Continue the seminar announcement on controlled laser acceleration of electrons from the point where it stops.

▶ EXCERPTED TEXT:
──────────────────────────────
Controlled Laser Acceleration of Electrons

by Dr. Brijesh P. (ENSTA-CNRS-Ecole Polytechnique, Palaiseau, France)

Monday, December 26, 2011 from 16:00 to 17:00 (Asia/Kolkata)
at Colaba Campus ( P305 )

Description

High-intensity, ultrafast laser technology has enabled the development of
compact electron sources in the range of KeV to MeV energy scales. Energetic electrons can be generated by the interaction of the intense laser with a gas-target either through the mechanism of ponderomotive acceleration or laser-plasma acceleration, depending on specific laser and target density parameters. The energy gain by ponderomotive acceleration in near-vacuum target conditions is directly due to the electromagnetic fields of the laser focus whereas in the laser-plasma acceleration mechanism, the accelerating structure is the plasma bubble generated in the wake of the laser-pulse propagating in an underdense plasma. However both these mechanisms of electron acceleration suffer from certain limitations in terms of the characteristics of the final electron quality such as angular divergence, maximum energy gain and energy spread.
──────────────────────────────
▶ DATA SHOWN:
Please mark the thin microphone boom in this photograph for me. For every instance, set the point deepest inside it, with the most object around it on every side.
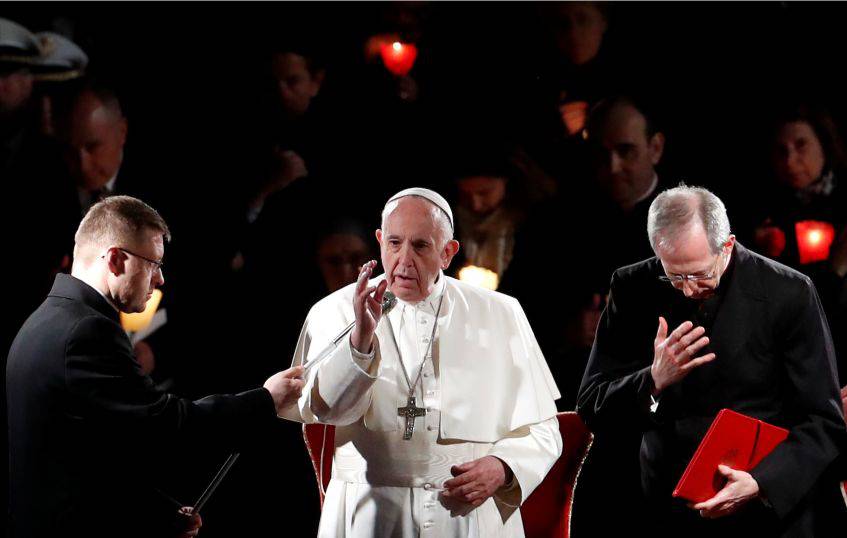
(389, 300)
──────────────────────────────
▶ ANSWER FOR THIS EXERCISE:
In this talk, experimental and modeling results1 are presented to demonstrate as a proof of concept that three-dimensional shaping of spatial-intensity distribution of the laser focal volume can lead to reduced electron ejection angle and greater energy gain compared to ponderomotive acceleration with a Gaussian focus. An optical system to generate a “horseshoe” shaped longitudinal focal profile that can control the electron dynamics is described and electron-trajectory simulation data including measurements of electron energy spectrum obtained from the shaped focal volume of a Terawatt scale laser system is shown in support of the concept. In the second part of the talk dealing with a laser-plasma accelerator2, plasma density-gradients along the laser-propagation direction is shown to induce controlled injection of electrons into the plasma bubble leading to accelerated electrons with narrower energy spread compared to acceleration in a homogeneous plasma. Based on this technique, we demonstrate fine tune control of the final electron energy by varying the axial location of the density perturbation.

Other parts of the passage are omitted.